Each record below is to be reproduced without any change.

====== Input rows

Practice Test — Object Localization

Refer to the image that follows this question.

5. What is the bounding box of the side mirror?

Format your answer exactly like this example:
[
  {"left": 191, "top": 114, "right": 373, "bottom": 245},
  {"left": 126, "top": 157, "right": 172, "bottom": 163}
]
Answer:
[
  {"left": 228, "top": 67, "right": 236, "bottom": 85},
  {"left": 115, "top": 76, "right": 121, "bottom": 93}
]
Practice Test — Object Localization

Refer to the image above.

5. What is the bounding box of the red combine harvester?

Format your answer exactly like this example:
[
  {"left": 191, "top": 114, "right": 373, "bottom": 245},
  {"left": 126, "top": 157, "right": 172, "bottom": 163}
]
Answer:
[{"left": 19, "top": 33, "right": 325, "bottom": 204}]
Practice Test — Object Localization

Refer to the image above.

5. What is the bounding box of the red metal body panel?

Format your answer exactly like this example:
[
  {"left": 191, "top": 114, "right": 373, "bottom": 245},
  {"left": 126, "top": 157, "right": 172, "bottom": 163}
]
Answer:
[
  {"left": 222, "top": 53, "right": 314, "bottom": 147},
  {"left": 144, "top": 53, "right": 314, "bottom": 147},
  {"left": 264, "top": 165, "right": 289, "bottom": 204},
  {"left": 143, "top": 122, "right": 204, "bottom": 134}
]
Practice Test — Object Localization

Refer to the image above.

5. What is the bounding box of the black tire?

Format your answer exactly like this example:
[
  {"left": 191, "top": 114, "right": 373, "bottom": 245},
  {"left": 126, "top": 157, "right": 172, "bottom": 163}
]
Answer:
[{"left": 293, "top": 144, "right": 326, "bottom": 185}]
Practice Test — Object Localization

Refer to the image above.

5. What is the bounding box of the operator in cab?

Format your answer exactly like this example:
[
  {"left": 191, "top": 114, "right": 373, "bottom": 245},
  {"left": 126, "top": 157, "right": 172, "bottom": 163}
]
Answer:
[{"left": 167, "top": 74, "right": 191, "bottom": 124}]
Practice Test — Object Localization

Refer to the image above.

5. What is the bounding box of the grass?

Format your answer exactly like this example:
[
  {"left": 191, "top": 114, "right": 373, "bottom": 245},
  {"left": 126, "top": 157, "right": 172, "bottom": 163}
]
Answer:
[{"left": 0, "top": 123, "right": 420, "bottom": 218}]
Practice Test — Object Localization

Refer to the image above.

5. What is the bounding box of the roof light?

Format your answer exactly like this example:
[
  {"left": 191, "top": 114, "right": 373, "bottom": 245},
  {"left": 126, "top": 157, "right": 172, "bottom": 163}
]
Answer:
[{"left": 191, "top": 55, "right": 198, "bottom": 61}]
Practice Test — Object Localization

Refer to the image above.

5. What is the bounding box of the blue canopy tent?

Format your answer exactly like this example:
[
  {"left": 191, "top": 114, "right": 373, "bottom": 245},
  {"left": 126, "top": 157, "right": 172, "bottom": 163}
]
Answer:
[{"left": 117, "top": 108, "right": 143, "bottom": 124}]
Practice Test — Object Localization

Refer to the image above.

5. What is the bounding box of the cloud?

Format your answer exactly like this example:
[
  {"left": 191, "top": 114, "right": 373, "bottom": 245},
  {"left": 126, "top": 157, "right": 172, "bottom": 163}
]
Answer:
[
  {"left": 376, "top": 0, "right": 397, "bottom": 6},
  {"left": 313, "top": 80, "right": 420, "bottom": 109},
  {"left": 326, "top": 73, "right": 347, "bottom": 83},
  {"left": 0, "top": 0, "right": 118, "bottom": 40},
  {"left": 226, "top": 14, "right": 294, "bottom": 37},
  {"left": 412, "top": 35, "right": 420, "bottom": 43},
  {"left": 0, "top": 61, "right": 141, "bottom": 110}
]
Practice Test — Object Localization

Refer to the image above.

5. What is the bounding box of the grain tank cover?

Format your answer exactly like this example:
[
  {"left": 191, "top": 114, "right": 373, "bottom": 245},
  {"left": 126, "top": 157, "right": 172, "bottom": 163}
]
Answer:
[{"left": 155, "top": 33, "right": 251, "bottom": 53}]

============

**Worked answer:**
Practice Test — Object Localization

Refer to the image that follows this question.

5. What is the bounding box of the side mirror?

Format your answer exactly like this example:
[
  {"left": 191, "top": 114, "right": 373, "bottom": 245},
  {"left": 126, "top": 157, "right": 172, "bottom": 163}
]
Answer:
[
  {"left": 228, "top": 67, "right": 236, "bottom": 85},
  {"left": 115, "top": 76, "right": 121, "bottom": 93}
]
Practice Test — Object Localization

Refer to the image above.

5. What is the bounding box of the red combine harvester?

Format your answer exactly like this example:
[
  {"left": 191, "top": 114, "right": 373, "bottom": 245},
  {"left": 126, "top": 157, "right": 172, "bottom": 163}
]
Answer:
[{"left": 19, "top": 33, "right": 325, "bottom": 204}]
Practice Test — Object Localization

Refer to the image above.

5. What is the bounding box of the red metal body panel?

Format your answer exactly like this example:
[
  {"left": 191, "top": 114, "right": 373, "bottom": 245},
  {"left": 126, "top": 157, "right": 172, "bottom": 163}
]
Answer:
[
  {"left": 222, "top": 53, "right": 314, "bottom": 147},
  {"left": 144, "top": 53, "right": 314, "bottom": 147},
  {"left": 264, "top": 165, "right": 289, "bottom": 204},
  {"left": 143, "top": 122, "right": 204, "bottom": 134}
]
Practice Test — Object Localization

Refer to the image above.

5. What is the bounding box of the black tire?

Format your answer exactly like this example:
[
  {"left": 191, "top": 114, "right": 373, "bottom": 245},
  {"left": 126, "top": 157, "right": 172, "bottom": 163}
]
Answer:
[{"left": 293, "top": 144, "right": 326, "bottom": 185}]
Practice Test — Object Localization

Refer to the image above.

5. What is the bounding box of the operator in cab?

Format your answer exactly like this example:
[
  {"left": 191, "top": 114, "right": 373, "bottom": 245},
  {"left": 126, "top": 157, "right": 172, "bottom": 163}
]
Answer:
[{"left": 167, "top": 74, "right": 191, "bottom": 124}]
Practice Test — Object Localization

Refer to the image above.

5. What is the bounding box of the grass?

Format your answer exactly like this example:
[
  {"left": 191, "top": 114, "right": 373, "bottom": 245},
  {"left": 126, "top": 157, "right": 172, "bottom": 163}
]
Answer:
[{"left": 0, "top": 123, "right": 420, "bottom": 218}]
Practice Test — Object Localization

Refer to the image above.

5. What is the bounding box of the roof light?

Format your answer exactly like this example:
[
  {"left": 191, "top": 114, "right": 373, "bottom": 245},
  {"left": 126, "top": 157, "right": 172, "bottom": 163}
]
Answer:
[{"left": 191, "top": 55, "right": 198, "bottom": 61}]
Practice Test — Object Localization

Refer to the image above.

5. What is the bounding box of the blue canopy tent?

Format your answer exactly like this example:
[
  {"left": 191, "top": 114, "right": 373, "bottom": 245},
  {"left": 126, "top": 157, "right": 172, "bottom": 163}
]
Answer:
[{"left": 117, "top": 108, "right": 143, "bottom": 124}]
Practice Test — Object Localization

Refer to the image above.

5. What is the bounding box of the cloud?

Format your answer exactly like this example:
[
  {"left": 191, "top": 114, "right": 373, "bottom": 245},
  {"left": 126, "top": 157, "right": 172, "bottom": 163}
]
Answer:
[
  {"left": 376, "top": 0, "right": 397, "bottom": 6},
  {"left": 313, "top": 80, "right": 420, "bottom": 109},
  {"left": 326, "top": 73, "right": 347, "bottom": 83},
  {"left": 0, "top": 0, "right": 118, "bottom": 40},
  {"left": 226, "top": 14, "right": 294, "bottom": 37},
  {"left": 412, "top": 35, "right": 420, "bottom": 43},
  {"left": 0, "top": 61, "right": 141, "bottom": 110}
]
Practice Test — Object Localization

Refer to the image above.

5. What is the bounding box of the grain tank cover?

Format your answer exactly like this example:
[
  {"left": 191, "top": 114, "right": 373, "bottom": 245},
  {"left": 126, "top": 157, "right": 172, "bottom": 163}
]
Answer:
[{"left": 155, "top": 33, "right": 251, "bottom": 53}]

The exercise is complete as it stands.